■ **Yapılacaklar**
A: Yol incelemesinde "Şimdi bu övgüleri, paralellikleri" ile başlayıp "burada bırakmanızı öneririm." ile biten kısmı hiç değiştirmeden yeniden yaz.
B: Yol incelemesine göre romanın hangi türlerden olmadığını tek tek yaz.
C: Yol incelemesini son cümlesinden sonra aynı havada devam ettir.

■ **Gösterilen metin**
==================================================

The Last of Us Oynayanlar Bu Romana Bayılır mı? – Yol İncelemesi
İthaki’nin iddialarını test ettiğimiz incelemelerde sıra “The Last of Us oynayanlar Cormac McCarthy‘nin Yol romanına bayılır” iddiasına geldi. İthaki’nin oyunlarla ilgili bir iddiasına ilk kez hak verdik.
Yol, Cormac McCarthy‘nin tüm romanları gibi İthaki Modern serisinden çıktı. Yani fantezi, korku ya da bilimkurgu türlerinde değil. Pulitzer Kurgu Ödülü kazanmış bir drama. Fakat anlattığı hikaye post-apokaliptik bir ortamda geçtiği için aslında bizim sevdiğimiz temalarda geziyor.
İthaki Last of Us’ı oynayanların Yol’a bayılacaklarını iddia etti. Bu iddiasına hak veriyoruz. Her ikisinin de hikayesi okuruna ya da oyuncusuna duygusal bir darbe vuruyor. Her ikisinde de ana karakterimiz, ölmekte olan bir dünyada küçük bir çocuğu ve onun masumiyetini korumaya çalışıyor. Ve her ikisi de en büyük kötülüklere ve darbelere başka insanların sebep olduğunu gösteriyor. Bu yüzden iki hikaye de çok paralel aslında. Yol’u okumak da inanılmaz bir deneyim. Dolayısıyla her okurumuza tavsiye ederim.
Şimdi bu övgüleri, paralellikleri ve iddiayı daha ayrıntılı ele alacağız. Dolayısıyla hem oyun hem de roman hakkında çok az spoiler veriyor olacağım. Hiç sürpriz bozulmasın istiyorsanız okumayı burada bırakmanızı öneririm.

==================================================

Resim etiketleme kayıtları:
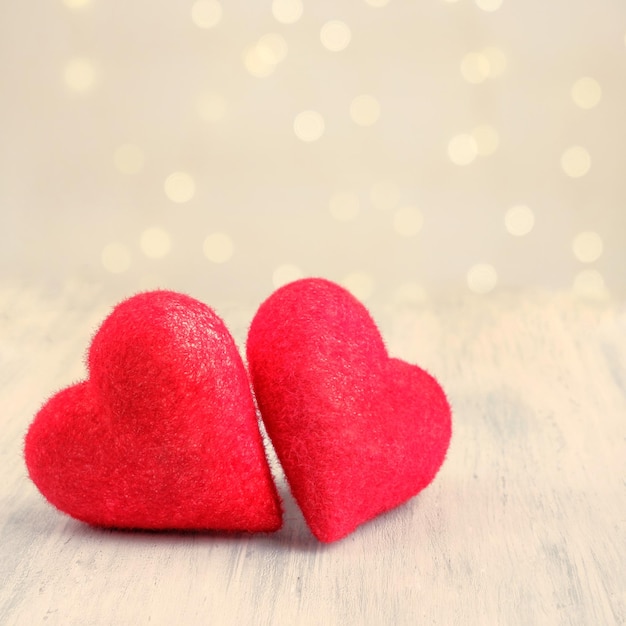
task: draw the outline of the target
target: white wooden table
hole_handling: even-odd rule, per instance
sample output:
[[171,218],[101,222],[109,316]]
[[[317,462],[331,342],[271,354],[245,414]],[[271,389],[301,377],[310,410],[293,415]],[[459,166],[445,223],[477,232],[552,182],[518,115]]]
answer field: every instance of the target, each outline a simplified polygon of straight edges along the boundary
[[[626,623],[624,302],[372,303],[442,382],[453,440],[426,491],[331,545],[284,485],[275,535],[95,530],[43,500],[24,433],[115,303],[0,287],[0,624]],[[241,342],[250,320],[209,304]]]

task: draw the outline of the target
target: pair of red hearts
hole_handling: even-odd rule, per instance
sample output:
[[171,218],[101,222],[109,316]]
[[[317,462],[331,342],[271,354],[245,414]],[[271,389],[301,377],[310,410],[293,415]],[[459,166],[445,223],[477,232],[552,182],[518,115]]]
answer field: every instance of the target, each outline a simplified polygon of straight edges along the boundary
[[[441,466],[450,407],[389,358],[365,307],[323,279],[290,283],[252,321],[256,403],[313,534],[335,541],[417,494]],[[244,363],[224,323],[171,291],[103,322],[89,378],[50,398],[26,436],[33,482],[96,526],[274,531],[280,499]]]

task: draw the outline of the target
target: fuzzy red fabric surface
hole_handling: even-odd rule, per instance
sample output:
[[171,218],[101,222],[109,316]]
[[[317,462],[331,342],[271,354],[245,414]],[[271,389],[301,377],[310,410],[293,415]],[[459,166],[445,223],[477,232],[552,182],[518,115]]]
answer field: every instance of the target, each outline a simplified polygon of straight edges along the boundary
[[387,354],[365,307],[323,279],[272,294],[247,358],[267,432],[313,534],[330,542],[416,495],[451,436],[437,381]]
[[209,307],[170,291],[125,300],[87,364],[88,380],[50,398],[26,435],[53,505],[117,528],[281,526],[248,376]]

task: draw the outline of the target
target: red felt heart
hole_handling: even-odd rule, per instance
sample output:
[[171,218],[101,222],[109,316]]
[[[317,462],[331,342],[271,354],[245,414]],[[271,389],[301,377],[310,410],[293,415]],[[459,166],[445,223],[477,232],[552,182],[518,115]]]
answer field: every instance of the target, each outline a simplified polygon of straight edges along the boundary
[[248,377],[209,307],[170,291],[125,300],[88,368],[26,436],[30,476],[52,504],[97,526],[280,527]]
[[259,308],[250,374],[267,432],[312,532],[335,541],[426,487],[451,436],[437,381],[389,358],[365,307],[322,279]]

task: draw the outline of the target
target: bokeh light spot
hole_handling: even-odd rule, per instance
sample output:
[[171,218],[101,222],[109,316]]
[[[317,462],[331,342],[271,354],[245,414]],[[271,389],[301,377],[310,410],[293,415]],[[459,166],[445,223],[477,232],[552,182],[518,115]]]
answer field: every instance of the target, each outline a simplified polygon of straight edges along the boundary
[[301,141],[317,141],[324,130],[324,118],[317,111],[302,111],[293,122],[293,131]]
[[213,28],[222,19],[222,5],[217,0],[196,0],[191,7],[191,19],[198,28]]
[[524,204],[511,207],[504,215],[504,226],[515,237],[527,235],[534,225],[535,215]]
[[272,15],[281,24],[293,24],[302,17],[304,7],[300,0],[274,0]]
[[189,202],[196,193],[196,184],[187,172],[170,174],[163,185],[165,195],[177,204]]
[[70,59],[63,72],[65,84],[76,93],[87,93],[96,82],[96,70],[89,59]]
[[469,165],[477,155],[478,146],[472,135],[456,135],[448,143],[448,156],[455,165]]

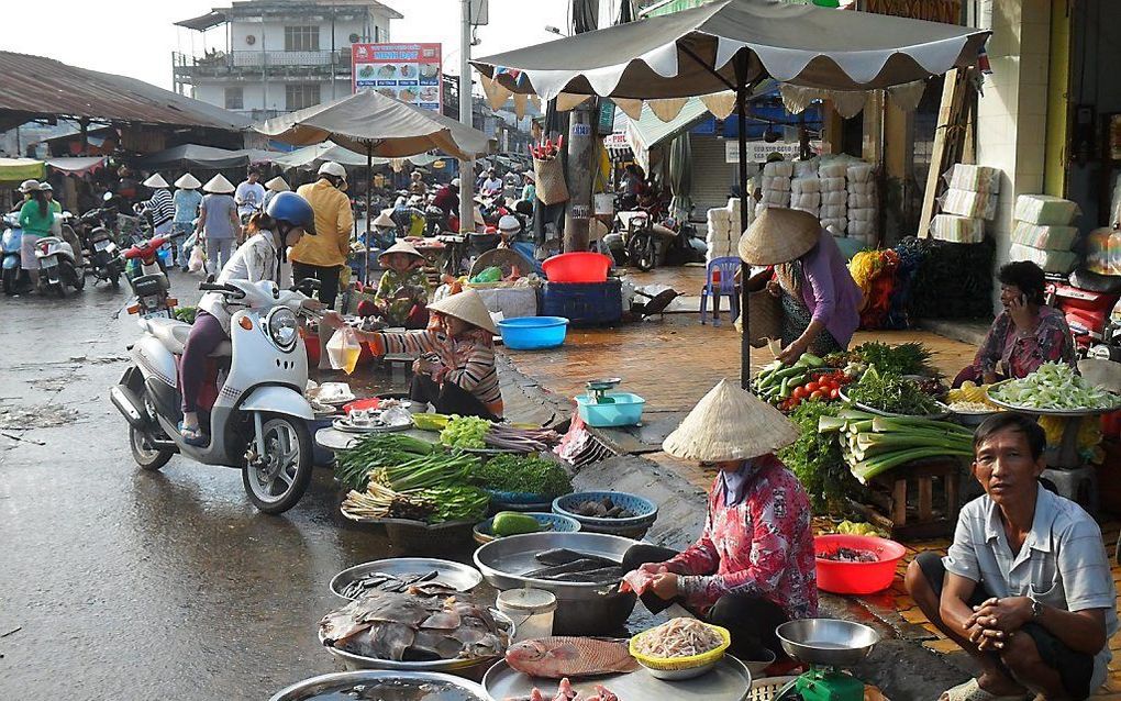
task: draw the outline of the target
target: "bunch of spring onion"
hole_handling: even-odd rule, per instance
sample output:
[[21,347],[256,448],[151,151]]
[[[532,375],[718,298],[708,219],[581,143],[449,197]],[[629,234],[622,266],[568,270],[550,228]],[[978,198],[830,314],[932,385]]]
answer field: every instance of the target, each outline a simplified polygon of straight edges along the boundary
[[973,455],[973,432],[942,421],[887,417],[846,409],[822,416],[822,433],[840,433],[841,452],[861,483],[915,460]]

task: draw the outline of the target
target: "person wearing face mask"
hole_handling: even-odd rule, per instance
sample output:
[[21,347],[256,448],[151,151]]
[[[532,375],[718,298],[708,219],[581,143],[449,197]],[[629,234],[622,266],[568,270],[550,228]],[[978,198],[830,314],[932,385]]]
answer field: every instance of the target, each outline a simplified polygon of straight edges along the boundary
[[[280,193],[249,222],[250,238],[238,247],[217,276],[217,284],[230,280],[274,280],[281,284],[280,271],[288,248],[299,243],[304,234],[315,236],[315,212],[307,200],[296,193]],[[309,310],[323,308],[315,299],[305,299]],[[230,338],[230,314],[222,295],[210,292],[198,302],[198,313],[191,326],[179,363],[183,388],[183,422],[179,432],[189,445],[207,445],[210,437],[198,426],[198,390],[206,373],[206,357],[219,343]]]
[[[415,356],[409,398],[432,404],[437,414],[501,418],[502,391],[494,362],[494,321],[473,289],[451,295],[428,306],[437,324],[426,331],[364,332],[360,341],[374,356]],[[323,325],[341,329],[345,322],[334,312]]]

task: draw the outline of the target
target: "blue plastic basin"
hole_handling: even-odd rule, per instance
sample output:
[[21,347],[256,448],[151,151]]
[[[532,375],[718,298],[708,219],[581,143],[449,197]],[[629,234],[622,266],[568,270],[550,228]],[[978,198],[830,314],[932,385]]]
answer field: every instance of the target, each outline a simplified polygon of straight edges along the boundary
[[511,350],[539,350],[564,343],[568,320],[564,316],[521,316],[498,322],[502,343]]
[[589,426],[605,428],[609,426],[633,426],[642,419],[642,407],[646,399],[629,391],[609,391],[610,404],[595,404],[590,395],[576,395],[576,407],[580,417]]

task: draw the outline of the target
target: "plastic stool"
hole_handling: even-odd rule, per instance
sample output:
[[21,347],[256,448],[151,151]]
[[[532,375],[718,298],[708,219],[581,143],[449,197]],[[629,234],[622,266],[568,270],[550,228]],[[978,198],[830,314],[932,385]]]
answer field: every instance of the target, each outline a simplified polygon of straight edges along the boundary
[[1091,516],[1097,515],[1097,468],[1047,469],[1043,478],[1055,485],[1059,496],[1078,502]]

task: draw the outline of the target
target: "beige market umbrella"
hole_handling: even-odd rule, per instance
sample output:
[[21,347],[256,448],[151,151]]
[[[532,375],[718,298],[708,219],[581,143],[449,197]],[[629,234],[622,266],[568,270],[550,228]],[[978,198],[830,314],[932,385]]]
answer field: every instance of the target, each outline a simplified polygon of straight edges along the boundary
[[[600,95],[633,112],[646,100],[668,121],[688,98],[700,96],[714,113],[726,113],[734,101],[740,182],[747,183],[747,100],[763,81],[840,93],[892,89],[973,65],[990,34],[776,0],[716,0],[472,64],[492,103],[506,93],[568,104]],[[747,206],[740,224],[745,231]],[[743,279],[748,277],[744,264]],[[740,379],[748,387],[751,349],[745,285],[743,289]]]

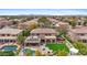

==================================================

■ **Görev cevapları**
A:
Şimdi bu övgüleri, paralellikleri ve iddiayı daha ayrıntılı ele alacağız. Dolayısıyla hem oyun hem de roman hakkında çok az spoiler veriyor olacağım. Hiç sürpriz bozulmasın istiyorsanız okumayı burada bırakmanızı öneririm.

B: fantezi, korku, bilimkurgu

C:
Yol’un Sonundaki Dünya ve Dünyanın Sonuna Giden Yolculuk
Cormac McCarthy, bir baba ve oğlunun hikayesini anlatıyor romanında. Her ikisinin de adını bilmiyoruz. Önemli de değil. Eskiden bir de anne varmış hikayede. Fakat artık yok. Eskiden ormanlar da varmış hikayede, artık onlar da yok. Sadece durmaksızın yağan bir kül yağmuru ve soğuk. Artık dünya eskiden hiç olmadığı kadar soğuk.
Baba elinden geldiğince direnmiş. O yola çıkmayı hiç istememiş. Fakat yemek bitti, onların ömürleri bitmedi işte. Orman yok, her yer soğuk. Tabii ki yemek de olmayacak buralarda. Güneye gitmek gerek. Fakat onca yolu gitmek kolay değil. Yollar hiç tekin değil. Hem de durmadan kül yağıyor.
Roman baba ile oğlunun sıcak bölgelere göç etmeye çalışmasını ve bu yolculuk boyunca hayatta kalma mücadelesi vermelerini anlatıyor. Baba, oğluna karşılaştıkları herkese şüpheyle yaklaşması gerektiğini öğretmeli. Zira bir bakarsın, yarın bunu öğretmek için burada olmayabilir. Burada olacakmış gibi hissetmiyor. Öte yandan bazen onu hayata bağlayan en büyük gücün oğlunun masumluğu olduğunu düşünüyor. Dünyanın ne kadar karanlık olduğunu ona göstererek bu masumiyeti öldürmek istemiyor. Ama onun tek başına hayatta kalabilecek bir adam olması daha önemli. O yüzden oğlunun masumiyetini göz göre göre katlediyor.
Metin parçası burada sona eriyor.